● Page
::::

Thursday, August 23, 2012

The Most Important Car in the World

Picking up from where I left off earlier in the week, I said that it may be possible an EV is the best car in the world.  If the Tesla Model S is not the best car in the world, which it may or may not be, then I am convinced that it is the most important car in the world.

Those who have driven the Model S have been effusive in its praise.  For example, what can you make of this quote:

Having driven the Tesla Model S on the neighborhood roads back-to-back not only against most of the other electric cars in the market today, but also comparing it against other premium cars such as Rolls Royce Corniche, I came to this startling conclusion: The Tesla Model S is so superior that it seems that it's just a matter of time until all the other car companies will have to file bankruptcy.
Others have been similarly over the top in their praise for this car, but since I have not even seen it, much less driven it, I am afraid that my own opinion on the question is yet to be formed. Suffice it to say that I cannot wait until I have a chance to form that opinion.

::::

● Problem description
Can you write out the Tesla Model S post from "Picking up from" to "to file bankruptcy.", swapping "effusive" for "lavish"? The data after this has no connection to the Tesla Model S post.

::::

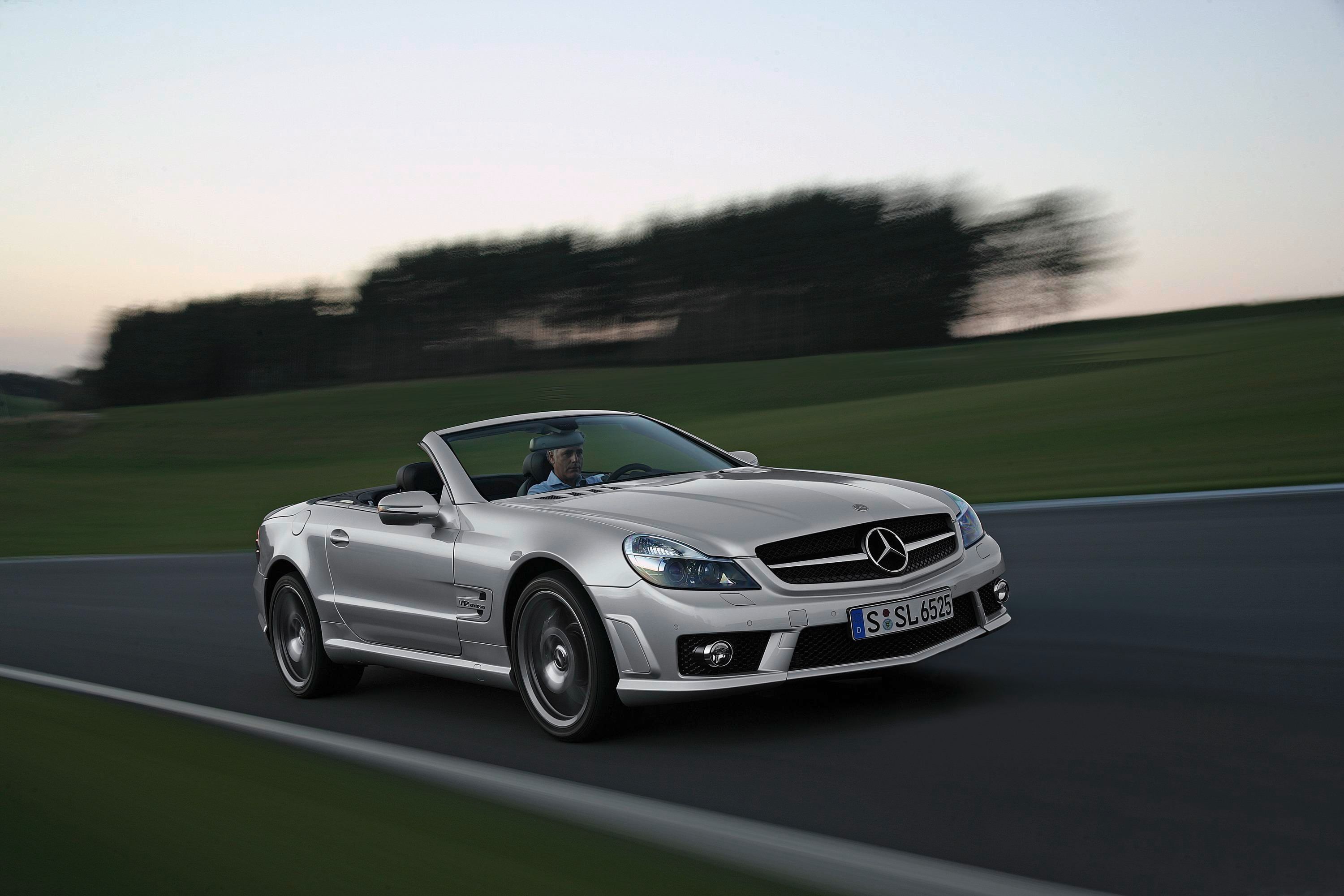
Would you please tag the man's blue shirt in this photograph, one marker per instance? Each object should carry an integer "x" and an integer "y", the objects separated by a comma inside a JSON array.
[{"x": 553, "y": 482}]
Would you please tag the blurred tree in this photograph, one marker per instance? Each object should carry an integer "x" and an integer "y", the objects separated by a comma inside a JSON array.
[{"x": 801, "y": 273}]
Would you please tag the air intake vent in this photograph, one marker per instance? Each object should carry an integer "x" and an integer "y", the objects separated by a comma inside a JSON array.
[{"x": 987, "y": 599}]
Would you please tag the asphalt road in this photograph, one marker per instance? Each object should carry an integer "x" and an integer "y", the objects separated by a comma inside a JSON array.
[{"x": 1162, "y": 716}]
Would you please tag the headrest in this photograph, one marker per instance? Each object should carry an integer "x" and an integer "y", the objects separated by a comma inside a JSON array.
[
  {"x": 570, "y": 439},
  {"x": 537, "y": 465},
  {"x": 420, "y": 477}
]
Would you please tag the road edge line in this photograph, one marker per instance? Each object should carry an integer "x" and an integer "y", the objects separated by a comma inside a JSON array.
[
  {"x": 772, "y": 851},
  {"x": 1162, "y": 497}
]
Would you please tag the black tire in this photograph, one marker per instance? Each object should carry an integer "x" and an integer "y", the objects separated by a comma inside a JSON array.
[
  {"x": 296, "y": 644},
  {"x": 562, "y": 660}
]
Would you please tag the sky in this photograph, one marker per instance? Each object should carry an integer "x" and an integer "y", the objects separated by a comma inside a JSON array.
[{"x": 152, "y": 152}]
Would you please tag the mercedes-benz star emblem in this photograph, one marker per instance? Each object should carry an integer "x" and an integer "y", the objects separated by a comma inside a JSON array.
[{"x": 886, "y": 550}]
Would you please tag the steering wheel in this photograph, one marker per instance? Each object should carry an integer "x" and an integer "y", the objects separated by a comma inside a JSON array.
[{"x": 628, "y": 468}]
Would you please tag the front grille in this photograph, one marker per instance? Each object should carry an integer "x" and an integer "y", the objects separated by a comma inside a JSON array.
[
  {"x": 748, "y": 649},
  {"x": 850, "y": 540},
  {"x": 987, "y": 598},
  {"x": 832, "y": 645}
]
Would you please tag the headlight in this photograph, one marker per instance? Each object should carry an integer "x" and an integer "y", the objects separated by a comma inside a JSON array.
[
  {"x": 967, "y": 521},
  {"x": 671, "y": 564}
]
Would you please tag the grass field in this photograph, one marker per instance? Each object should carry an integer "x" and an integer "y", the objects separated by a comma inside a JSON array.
[
  {"x": 103, "y": 798},
  {"x": 1219, "y": 398}
]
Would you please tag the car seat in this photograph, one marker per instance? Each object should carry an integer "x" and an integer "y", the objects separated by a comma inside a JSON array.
[{"x": 537, "y": 468}]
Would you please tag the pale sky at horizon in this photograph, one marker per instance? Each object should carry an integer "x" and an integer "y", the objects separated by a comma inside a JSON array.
[{"x": 152, "y": 152}]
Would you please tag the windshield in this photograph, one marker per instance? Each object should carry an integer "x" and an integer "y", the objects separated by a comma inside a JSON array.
[{"x": 569, "y": 452}]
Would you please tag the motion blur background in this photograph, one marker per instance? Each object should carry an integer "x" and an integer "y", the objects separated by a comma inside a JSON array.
[{"x": 252, "y": 252}]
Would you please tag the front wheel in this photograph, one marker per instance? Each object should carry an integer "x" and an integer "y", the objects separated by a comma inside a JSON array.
[
  {"x": 564, "y": 660},
  {"x": 297, "y": 645}
]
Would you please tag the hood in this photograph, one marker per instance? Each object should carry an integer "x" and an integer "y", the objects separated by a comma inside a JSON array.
[{"x": 730, "y": 512}]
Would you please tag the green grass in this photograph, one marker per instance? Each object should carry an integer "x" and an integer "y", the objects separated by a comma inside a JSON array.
[
  {"x": 104, "y": 798},
  {"x": 1219, "y": 398}
]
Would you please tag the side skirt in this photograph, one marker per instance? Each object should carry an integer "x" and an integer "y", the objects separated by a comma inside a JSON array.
[{"x": 342, "y": 646}]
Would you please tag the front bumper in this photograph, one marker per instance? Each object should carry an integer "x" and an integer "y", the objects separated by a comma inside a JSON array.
[{"x": 644, "y": 622}]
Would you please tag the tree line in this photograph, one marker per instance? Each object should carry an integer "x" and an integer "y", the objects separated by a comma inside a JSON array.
[{"x": 803, "y": 273}]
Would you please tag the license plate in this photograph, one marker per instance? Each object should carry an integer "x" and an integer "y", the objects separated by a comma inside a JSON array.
[{"x": 878, "y": 620}]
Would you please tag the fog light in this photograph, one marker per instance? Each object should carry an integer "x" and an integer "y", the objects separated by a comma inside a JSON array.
[
  {"x": 717, "y": 655},
  {"x": 1002, "y": 591}
]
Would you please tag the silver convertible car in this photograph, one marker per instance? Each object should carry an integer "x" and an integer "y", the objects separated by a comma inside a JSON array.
[{"x": 597, "y": 559}]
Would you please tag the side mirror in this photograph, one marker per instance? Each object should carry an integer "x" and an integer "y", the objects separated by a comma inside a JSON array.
[{"x": 408, "y": 508}]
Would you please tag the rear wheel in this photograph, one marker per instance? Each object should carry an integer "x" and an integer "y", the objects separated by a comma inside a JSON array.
[
  {"x": 297, "y": 645},
  {"x": 564, "y": 660}
]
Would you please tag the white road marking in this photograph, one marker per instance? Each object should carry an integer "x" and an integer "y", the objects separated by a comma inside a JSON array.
[{"x": 771, "y": 851}]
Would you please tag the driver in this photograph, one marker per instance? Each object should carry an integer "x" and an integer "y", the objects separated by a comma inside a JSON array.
[{"x": 566, "y": 470}]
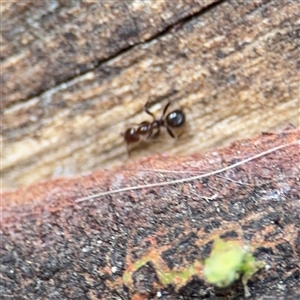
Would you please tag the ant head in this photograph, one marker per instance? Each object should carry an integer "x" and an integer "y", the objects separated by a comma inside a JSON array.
[{"x": 131, "y": 136}]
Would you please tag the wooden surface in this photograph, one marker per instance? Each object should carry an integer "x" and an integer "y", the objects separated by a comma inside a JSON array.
[
  {"x": 122, "y": 245},
  {"x": 77, "y": 74}
]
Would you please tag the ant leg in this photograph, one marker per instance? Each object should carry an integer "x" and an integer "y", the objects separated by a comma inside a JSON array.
[
  {"x": 146, "y": 108},
  {"x": 170, "y": 132}
]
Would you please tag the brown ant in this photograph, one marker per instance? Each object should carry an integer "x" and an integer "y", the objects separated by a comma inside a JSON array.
[{"x": 147, "y": 129}]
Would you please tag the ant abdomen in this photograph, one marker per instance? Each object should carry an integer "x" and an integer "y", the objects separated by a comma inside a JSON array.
[
  {"x": 146, "y": 130},
  {"x": 175, "y": 118}
]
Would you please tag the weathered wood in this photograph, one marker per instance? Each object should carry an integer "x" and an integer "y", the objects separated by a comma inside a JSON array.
[
  {"x": 76, "y": 74},
  {"x": 120, "y": 246}
]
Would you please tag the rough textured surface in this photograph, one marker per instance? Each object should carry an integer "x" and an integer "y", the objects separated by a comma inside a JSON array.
[
  {"x": 75, "y": 74},
  {"x": 119, "y": 246}
]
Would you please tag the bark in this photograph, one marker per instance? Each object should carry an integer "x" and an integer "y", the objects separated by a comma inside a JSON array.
[
  {"x": 124, "y": 245},
  {"x": 75, "y": 74}
]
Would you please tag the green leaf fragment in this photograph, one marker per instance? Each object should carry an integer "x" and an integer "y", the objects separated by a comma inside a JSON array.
[{"x": 229, "y": 261}]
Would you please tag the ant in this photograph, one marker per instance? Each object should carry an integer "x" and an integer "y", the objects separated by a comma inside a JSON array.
[{"x": 147, "y": 129}]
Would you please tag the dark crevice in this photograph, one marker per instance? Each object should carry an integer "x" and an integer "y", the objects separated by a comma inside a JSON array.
[{"x": 165, "y": 31}]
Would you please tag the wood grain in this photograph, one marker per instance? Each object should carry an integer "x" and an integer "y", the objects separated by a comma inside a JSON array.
[{"x": 77, "y": 74}]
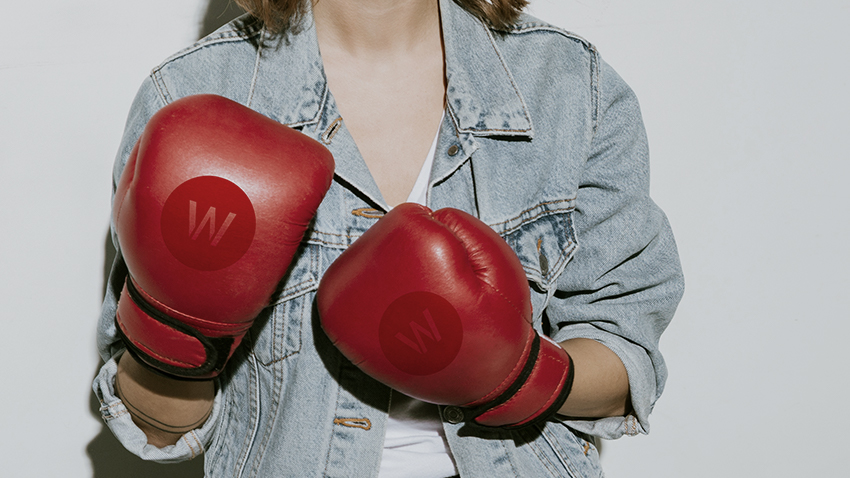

::::

● Exercise output
Picking up from where I left off earlier in the week, I said that it may be possible an EV is the best car in the world.  If the Tesla Model S is not the best car in the world, which it may or may not be, then I am convinced that it is the most important car in the world.

Those who have driven the Model S have been lavish in its praise.  For example, what can you make of this quote:

Having driven the Tesla Model S on the neighborhood roads back-to-back not only against most of the other electric cars in the market today, but also comparing it against other premium cars such as Rolls Royce Corniche, I came to this startling conclusion: The Tesla Model S is so superior that it seems that it's just a matter of time until all the other car companies will have to file bankruptcy.